Brief: Repeat verbatim the lines of the data below, beginning with the line containing "of the middle" and continuing to the end.

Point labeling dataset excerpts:
>> BEGIN

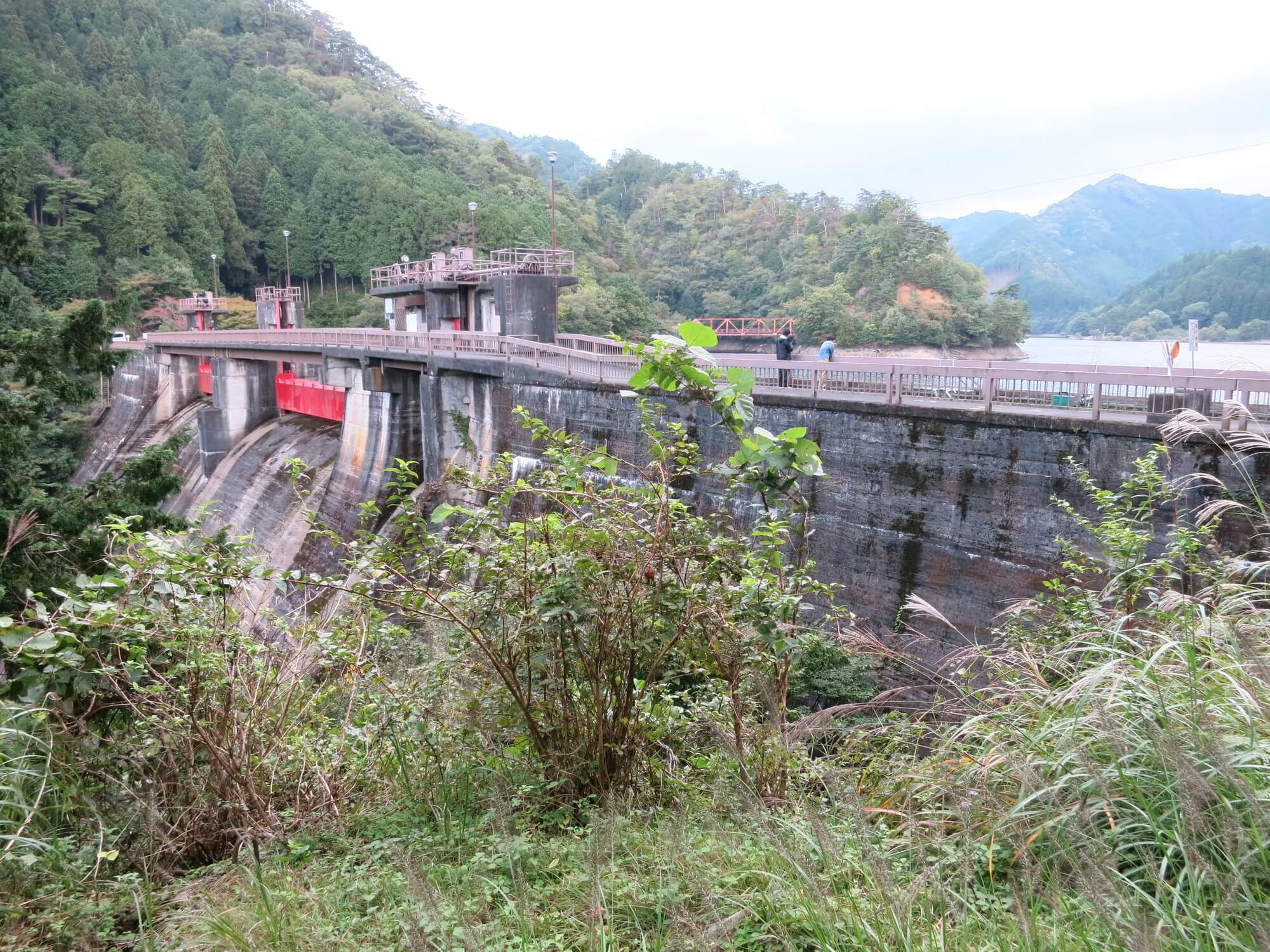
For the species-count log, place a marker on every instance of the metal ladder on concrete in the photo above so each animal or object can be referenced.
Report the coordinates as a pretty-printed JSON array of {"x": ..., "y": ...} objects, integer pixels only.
[{"x": 504, "y": 301}]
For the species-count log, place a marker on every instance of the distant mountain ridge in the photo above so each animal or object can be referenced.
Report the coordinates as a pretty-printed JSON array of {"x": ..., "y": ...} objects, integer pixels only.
[
  {"x": 572, "y": 163},
  {"x": 1083, "y": 252}
]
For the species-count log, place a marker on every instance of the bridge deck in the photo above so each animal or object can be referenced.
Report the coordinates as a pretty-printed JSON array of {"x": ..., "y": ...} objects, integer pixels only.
[{"x": 1128, "y": 394}]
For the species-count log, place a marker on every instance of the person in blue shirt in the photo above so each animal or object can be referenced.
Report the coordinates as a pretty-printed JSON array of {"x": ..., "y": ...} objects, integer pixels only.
[
  {"x": 785, "y": 345},
  {"x": 826, "y": 355}
]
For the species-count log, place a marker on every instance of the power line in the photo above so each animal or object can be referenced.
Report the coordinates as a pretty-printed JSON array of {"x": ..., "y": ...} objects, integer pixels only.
[{"x": 1086, "y": 175}]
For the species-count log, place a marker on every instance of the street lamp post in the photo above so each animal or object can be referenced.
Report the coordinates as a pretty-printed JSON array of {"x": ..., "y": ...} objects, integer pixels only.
[
  {"x": 556, "y": 284},
  {"x": 552, "y": 158}
]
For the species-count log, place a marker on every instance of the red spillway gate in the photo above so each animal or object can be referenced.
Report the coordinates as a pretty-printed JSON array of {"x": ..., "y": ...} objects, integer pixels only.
[{"x": 309, "y": 398}]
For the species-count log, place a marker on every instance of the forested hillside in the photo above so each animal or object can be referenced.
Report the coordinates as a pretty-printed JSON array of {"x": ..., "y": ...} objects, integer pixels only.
[
  {"x": 149, "y": 135},
  {"x": 1227, "y": 293},
  {"x": 143, "y": 138},
  {"x": 705, "y": 243},
  {"x": 572, "y": 163},
  {"x": 1086, "y": 249}
]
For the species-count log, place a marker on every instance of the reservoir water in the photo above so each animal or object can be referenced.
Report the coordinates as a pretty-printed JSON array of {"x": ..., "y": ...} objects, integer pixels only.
[{"x": 1147, "y": 354}]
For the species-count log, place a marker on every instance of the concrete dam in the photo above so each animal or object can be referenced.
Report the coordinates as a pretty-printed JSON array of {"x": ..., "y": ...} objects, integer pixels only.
[{"x": 939, "y": 489}]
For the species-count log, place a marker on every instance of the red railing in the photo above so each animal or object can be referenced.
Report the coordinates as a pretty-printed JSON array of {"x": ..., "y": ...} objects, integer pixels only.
[
  {"x": 1070, "y": 390},
  {"x": 206, "y": 303},
  {"x": 309, "y": 398},
  {"x": 749, "y": 327},
  {"x": 272, "y": 294}
]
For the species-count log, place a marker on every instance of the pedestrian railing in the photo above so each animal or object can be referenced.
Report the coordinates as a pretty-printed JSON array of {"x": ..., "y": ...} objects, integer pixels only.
[{"x": 990, "y": 385}]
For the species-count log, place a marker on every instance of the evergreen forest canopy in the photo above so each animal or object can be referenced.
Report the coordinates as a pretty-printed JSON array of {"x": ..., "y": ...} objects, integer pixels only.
[
  {"x": 145, "y": 136},
  {"x": 1081, "y": 253},
  {"x": 1227, "y": 293}
]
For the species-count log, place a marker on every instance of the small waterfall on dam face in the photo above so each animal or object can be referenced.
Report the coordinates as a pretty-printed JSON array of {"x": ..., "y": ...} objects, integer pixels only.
[{"x": 252, "y": 493}]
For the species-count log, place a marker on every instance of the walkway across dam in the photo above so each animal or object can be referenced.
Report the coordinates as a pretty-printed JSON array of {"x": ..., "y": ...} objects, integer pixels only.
[
  {"x": 1126, "y": 394},
  {"x": 940, "y": 478}
]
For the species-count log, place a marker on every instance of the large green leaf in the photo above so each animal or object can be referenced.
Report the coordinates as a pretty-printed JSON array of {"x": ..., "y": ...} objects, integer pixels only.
[{"x": 698, "y": 334}]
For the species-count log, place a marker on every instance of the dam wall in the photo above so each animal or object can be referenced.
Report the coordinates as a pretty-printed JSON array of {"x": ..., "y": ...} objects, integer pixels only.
[{"x": 951, "y": 505}]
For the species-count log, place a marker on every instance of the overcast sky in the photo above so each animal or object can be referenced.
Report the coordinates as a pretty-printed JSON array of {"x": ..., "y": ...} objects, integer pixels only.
[{"x": 934, "y": 101}]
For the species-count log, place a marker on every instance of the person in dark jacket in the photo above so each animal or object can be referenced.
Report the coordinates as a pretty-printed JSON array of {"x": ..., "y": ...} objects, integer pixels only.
[{"x": 784, "y": 352}]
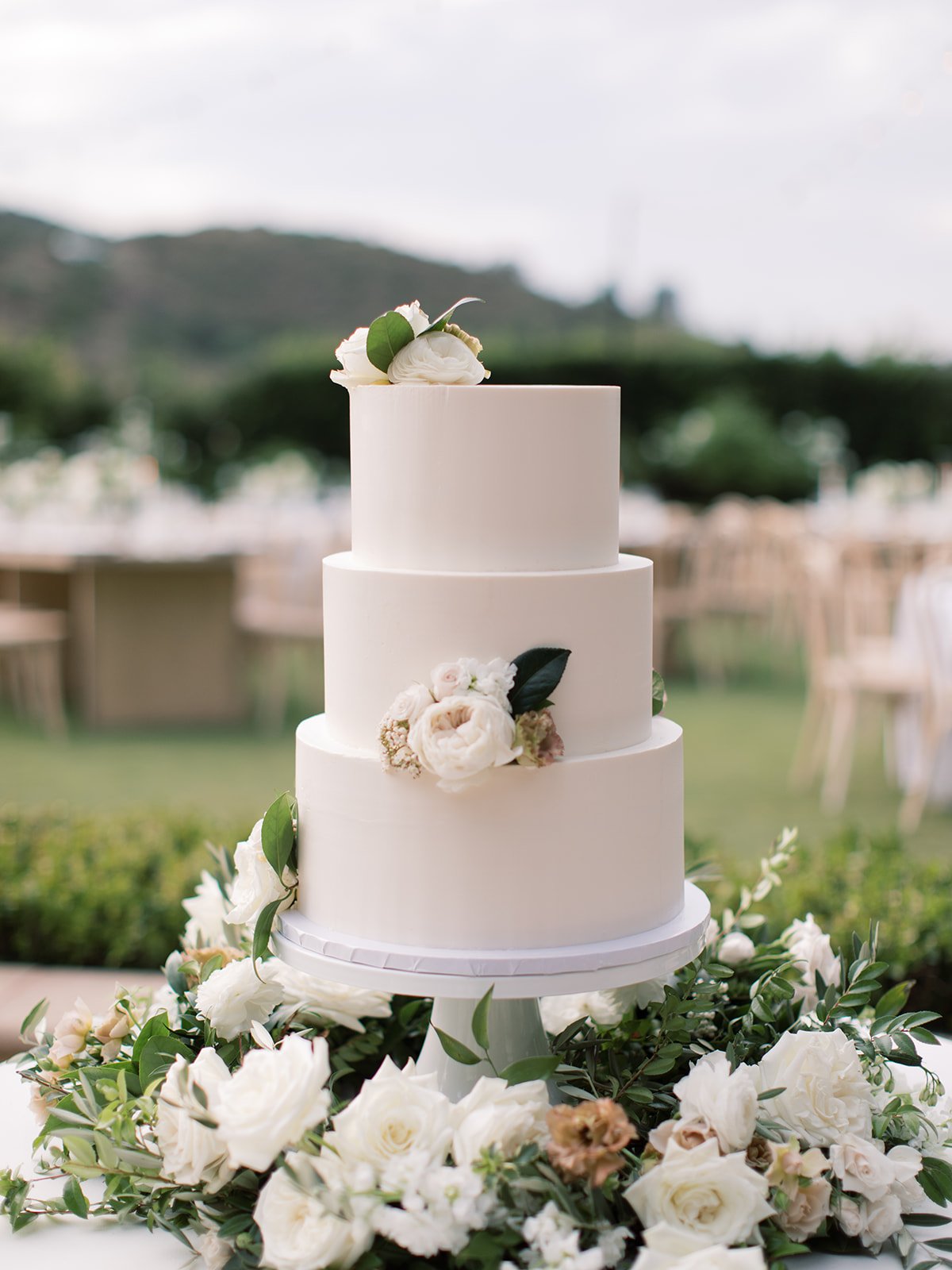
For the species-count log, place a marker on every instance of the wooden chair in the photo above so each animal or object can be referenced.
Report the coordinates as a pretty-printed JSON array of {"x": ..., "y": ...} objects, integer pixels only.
[{"x": 31, "y": 657}]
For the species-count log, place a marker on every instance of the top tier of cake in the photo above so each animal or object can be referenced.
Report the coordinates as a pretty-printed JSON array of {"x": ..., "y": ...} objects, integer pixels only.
[{"x": 505, "y": 479}]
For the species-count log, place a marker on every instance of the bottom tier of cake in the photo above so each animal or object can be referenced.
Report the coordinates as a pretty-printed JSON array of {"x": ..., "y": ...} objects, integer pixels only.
[{"x": 587, "y": 850}]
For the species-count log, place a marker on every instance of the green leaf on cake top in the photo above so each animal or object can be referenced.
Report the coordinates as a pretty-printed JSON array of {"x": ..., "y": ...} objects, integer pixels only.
[{"x": 403, "y": 346}]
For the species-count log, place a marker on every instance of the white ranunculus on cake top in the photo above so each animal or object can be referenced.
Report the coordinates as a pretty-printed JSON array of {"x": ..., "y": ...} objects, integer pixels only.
[{"x": 403, "y": 346}]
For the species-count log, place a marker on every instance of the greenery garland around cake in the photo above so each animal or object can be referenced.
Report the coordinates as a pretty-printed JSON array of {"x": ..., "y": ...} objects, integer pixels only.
[
  {"x": 766, "y": 1100},
  {"x": 403, "y": 346}
]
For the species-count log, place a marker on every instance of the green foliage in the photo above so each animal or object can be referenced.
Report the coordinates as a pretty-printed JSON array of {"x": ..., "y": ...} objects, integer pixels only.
[{"x": 86, "y": 889}]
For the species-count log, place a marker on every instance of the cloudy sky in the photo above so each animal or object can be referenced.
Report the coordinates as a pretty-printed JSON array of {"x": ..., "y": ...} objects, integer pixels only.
[{"x": 786, "y": 165}]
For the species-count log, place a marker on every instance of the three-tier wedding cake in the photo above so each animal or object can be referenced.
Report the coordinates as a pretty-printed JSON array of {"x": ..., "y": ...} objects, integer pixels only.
[{"x": 486, "y": 524}]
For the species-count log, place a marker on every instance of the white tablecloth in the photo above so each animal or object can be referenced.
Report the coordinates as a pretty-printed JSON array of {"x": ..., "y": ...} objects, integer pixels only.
[{"x": 92, "y": 1245}]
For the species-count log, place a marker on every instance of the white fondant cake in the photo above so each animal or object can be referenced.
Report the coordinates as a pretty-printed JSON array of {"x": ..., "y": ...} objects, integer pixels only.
[{"x": 486, "y": 522}]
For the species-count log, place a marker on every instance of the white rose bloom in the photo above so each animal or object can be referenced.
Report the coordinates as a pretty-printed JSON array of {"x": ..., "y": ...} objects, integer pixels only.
[
  {"x": 438, "y": 1214},
  {"x": 810, "y": 948},
  {"x": 463, "y": 736},
  {"x": 735, "y": 949},
  {"x": 274, "y": 1098},
  {"x": 871, "y": 1221},
  {"x": 395, "y": 1113},
  {"x": 495, "y": 1114},
  {"x": 300, "y": 1230},
  {"x": 673, "y": 1249},
  {"x": 359, "y": 368},
  {"x": 825, "y": 1092},
  {"x": 232, "y": 997},
  {"x": 207, "y": 914},
  {"x": 410, "y": 704},
  {"x": 311, "y": 999},
  {"x": 907, "y": 1164},
  {"x": 862, "y": 1166},
  {"x": 255, "y": 884},
  {"x": 194, "y": 1155},
  {"x": 727, "y": 1100},
  {"x": 436, "y": 359},
  {"x": 715, "y": 1197}
]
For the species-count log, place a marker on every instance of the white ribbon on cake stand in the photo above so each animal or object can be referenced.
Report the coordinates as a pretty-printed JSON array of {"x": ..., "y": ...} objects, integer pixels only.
[{"x": 456, "y": 978}]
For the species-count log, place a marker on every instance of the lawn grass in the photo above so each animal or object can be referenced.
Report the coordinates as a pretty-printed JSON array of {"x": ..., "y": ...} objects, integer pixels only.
[{"x": 738, "y": 746}]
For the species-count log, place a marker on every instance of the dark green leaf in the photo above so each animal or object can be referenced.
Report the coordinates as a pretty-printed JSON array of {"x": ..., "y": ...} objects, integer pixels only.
[
  {"x": 386, "y": 337},
  {"x": 456, "y": 1049},
  {"x": 480, "y": 1020},
  {"x": 537, "y": 673},
  {"x": 278, "y": 833},
  {"x": 531, "y": 1070},
  {"x": 74, "y": 1198},
  {"x": 263, "y": 927},
  {"x": 440, "y": 324}
]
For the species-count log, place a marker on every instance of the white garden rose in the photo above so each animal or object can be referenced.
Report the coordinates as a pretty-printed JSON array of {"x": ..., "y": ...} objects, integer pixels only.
[
  {"x": 717, "y": 1198},
  {"x": 437, "y": 359},
  {"x": 357, "y": 366},
  {"x": 194, "y": 1155},
  {"x": 409, "y": 705},
  {"x": 727, "y": 1100},
  {"x": 873, "y": 1222},
  {"x": 463, "y": 736},
  {"x": 395, "y": 1113},
  {"x": 313, "y": 1000},
  {"x": 825, "y": 1094},
  {"x": 255, "y": 883},
  {"x": 495, "y": 1114},
  {"x": 812, "y": 949},
  {"x": 735, "y": 949},
  {"x": 301, "y": 1231},
  {"x": 274, "y": 1098},
  {"x": 207, "y": 916},
  {"x": 670, "y": 1248},
  {"x": 862, "y": 1166},
  {"x": 235, "y": 996}
]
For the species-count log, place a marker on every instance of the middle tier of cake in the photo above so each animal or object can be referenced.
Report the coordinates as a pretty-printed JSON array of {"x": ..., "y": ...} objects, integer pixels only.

>> END

Full solution:
For the species-count log, place a marker on every instance of the middle tier of cake in the photo above so each animal or object can be referenced.
Report the coordinates as a pretty-printed JSON array of {"x": ..., "y": ...} objects, integer pixels only.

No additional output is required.